#### WHAT YOU ARE ASKED TO DO:
Transcribe all of the records precisely as they are presented.
+++ INPUT RECORDS
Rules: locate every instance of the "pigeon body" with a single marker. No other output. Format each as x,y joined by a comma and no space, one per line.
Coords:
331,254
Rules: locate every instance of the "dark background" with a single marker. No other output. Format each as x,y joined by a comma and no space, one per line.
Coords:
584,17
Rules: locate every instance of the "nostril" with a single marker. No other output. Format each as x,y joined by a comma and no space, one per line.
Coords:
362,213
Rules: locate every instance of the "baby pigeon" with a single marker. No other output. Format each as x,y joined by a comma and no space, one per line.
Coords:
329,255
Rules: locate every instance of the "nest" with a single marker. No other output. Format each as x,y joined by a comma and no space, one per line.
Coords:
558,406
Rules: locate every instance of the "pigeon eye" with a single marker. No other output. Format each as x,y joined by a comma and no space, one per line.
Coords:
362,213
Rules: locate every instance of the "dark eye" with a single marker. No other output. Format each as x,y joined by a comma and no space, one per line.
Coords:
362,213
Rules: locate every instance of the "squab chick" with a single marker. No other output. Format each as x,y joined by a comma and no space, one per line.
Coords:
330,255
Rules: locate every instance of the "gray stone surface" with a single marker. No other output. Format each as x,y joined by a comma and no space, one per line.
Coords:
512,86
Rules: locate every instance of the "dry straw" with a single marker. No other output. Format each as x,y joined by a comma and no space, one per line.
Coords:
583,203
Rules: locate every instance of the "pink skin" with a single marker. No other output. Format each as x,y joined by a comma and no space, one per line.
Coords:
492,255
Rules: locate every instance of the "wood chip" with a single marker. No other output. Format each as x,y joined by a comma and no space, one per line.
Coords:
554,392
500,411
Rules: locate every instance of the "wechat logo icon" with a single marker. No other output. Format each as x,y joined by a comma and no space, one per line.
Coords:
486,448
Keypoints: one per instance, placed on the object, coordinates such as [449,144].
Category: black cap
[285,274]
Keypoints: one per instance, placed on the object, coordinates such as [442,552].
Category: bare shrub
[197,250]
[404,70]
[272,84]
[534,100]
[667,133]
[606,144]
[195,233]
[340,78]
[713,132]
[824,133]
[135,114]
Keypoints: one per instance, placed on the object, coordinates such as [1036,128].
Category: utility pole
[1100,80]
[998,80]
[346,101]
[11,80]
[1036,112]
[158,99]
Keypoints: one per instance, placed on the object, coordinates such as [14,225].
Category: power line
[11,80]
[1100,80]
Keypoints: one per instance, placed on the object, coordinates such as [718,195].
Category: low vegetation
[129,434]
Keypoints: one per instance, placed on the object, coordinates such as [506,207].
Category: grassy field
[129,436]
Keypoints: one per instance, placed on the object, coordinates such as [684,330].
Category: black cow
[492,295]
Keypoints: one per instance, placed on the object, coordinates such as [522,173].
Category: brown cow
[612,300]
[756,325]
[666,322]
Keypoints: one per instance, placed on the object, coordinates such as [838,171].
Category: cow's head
++++++
#### RESPONSE BELOW:
Rules: locate every instance of the "pigeon body" with a single marker. No other output. Format each as x,y joined by a comma and no space, one per line.
Coords:
331,254
Rules: locate every instance of the "dark background" with a single marker. No other output. Format each as x,y joined by a comma and no space, one per line.
Coords:
584,17
Rules: locate every instance of the "nostril" with a single marker. No other output. Format each as x,y joined by a comma and no space, one per line.
Coords:
362,213
Rules: locate every instance of the "baby pigeon" with a single marker. No other output. Format each as x,y joined by a comma and no space, one per line.
Coords:
329,255
Rules: locate every instance of the "nest" with a single marker. No other output. Format each as x,y joined by a comma and no space, one per line.
Coords:
558,406
Rules: locate every instance of the "pigeon eye" with a single marker. No other output. Format each as x,y joined by a comma and no space, one per line.
Coords:
362,213
Rules: locate every instance of the "dark eye" with a single marker. No other output. Format each as x,y joined by a comma and no space, one per line.
Coords:
362,213
Rules: locate every instance of the "squab chick" with a single marker. No other output. Format each as x,y joined by a comma and no space, one per line.
Coords:
330,255
Rules: locate every instance of the "gray stone surface" with a single marker. No other output. Format each as x,y joined by a comma and no space, one per line.
Coords:
512,86
Rules: locate every instance of the "dry straw" with a single marker. No other output. Format each as x,y joined by a comma and no space, one per line.
Coords:
583,203
Rules: locate every instance of the "pink skin" with a single marker. No other output. Format each as x,y joined by a comma and no space, one per line.
Coords:
492,255
Rules: locate every instance of the "wood chip" with a single marker. No other output. Format each as x,y joined by a comma and no space, one per line.
Coords:
554,392
500,411
Rules: locate every instance of the "wechat logo icon" with a single marker. No other output. Format each as x,y joined by a comma and no space, one per line.
Coords:
486,448
Keypoints: one per instance, placed on the object, coordinates such as [449,144].
Category: black cap
[285,274]
Keypoints: one per instance, placed on the object, coordinates such as [442,552].
Category: bare shrub
[197,250]
[404,70]
[272,84]
[534,100]
[667,133]
[606,144]
[195,233]
[340,78]
[713,132]
[824,133]
[135,114]
Keypoints: one per instance, placed on the object, coordinates such as [1036,128].
Category: utility pole
[1100,80]
[998,80]
[346,101]
[11,80]
[1036,112]
[158,99]
Keypoints: one per instance, placed on the object, coordinates such as [14,225].
Category: power line
[11,80]
[1100,80]
Keypoints: one per instance, placed on the object, coordinates such as [718,195].
Category: low vegetation
[129,434]
Keypoints: one per instance, placed on the object, coordinates such as [506,207].
Category: grassy field
[129,436]
Keypoints: one per instance, placed on the object, coordinates such as [684,330].
Category: black cow
[492,295]
Keypoints: one per instance, placed on the object, coordinates such as [522,173].
Category: brown cow
[612,300]
[756,325]
[666,322]
Keypoints: one per instance, placed on the object, coordinates such as [838,171].
Category: cow's head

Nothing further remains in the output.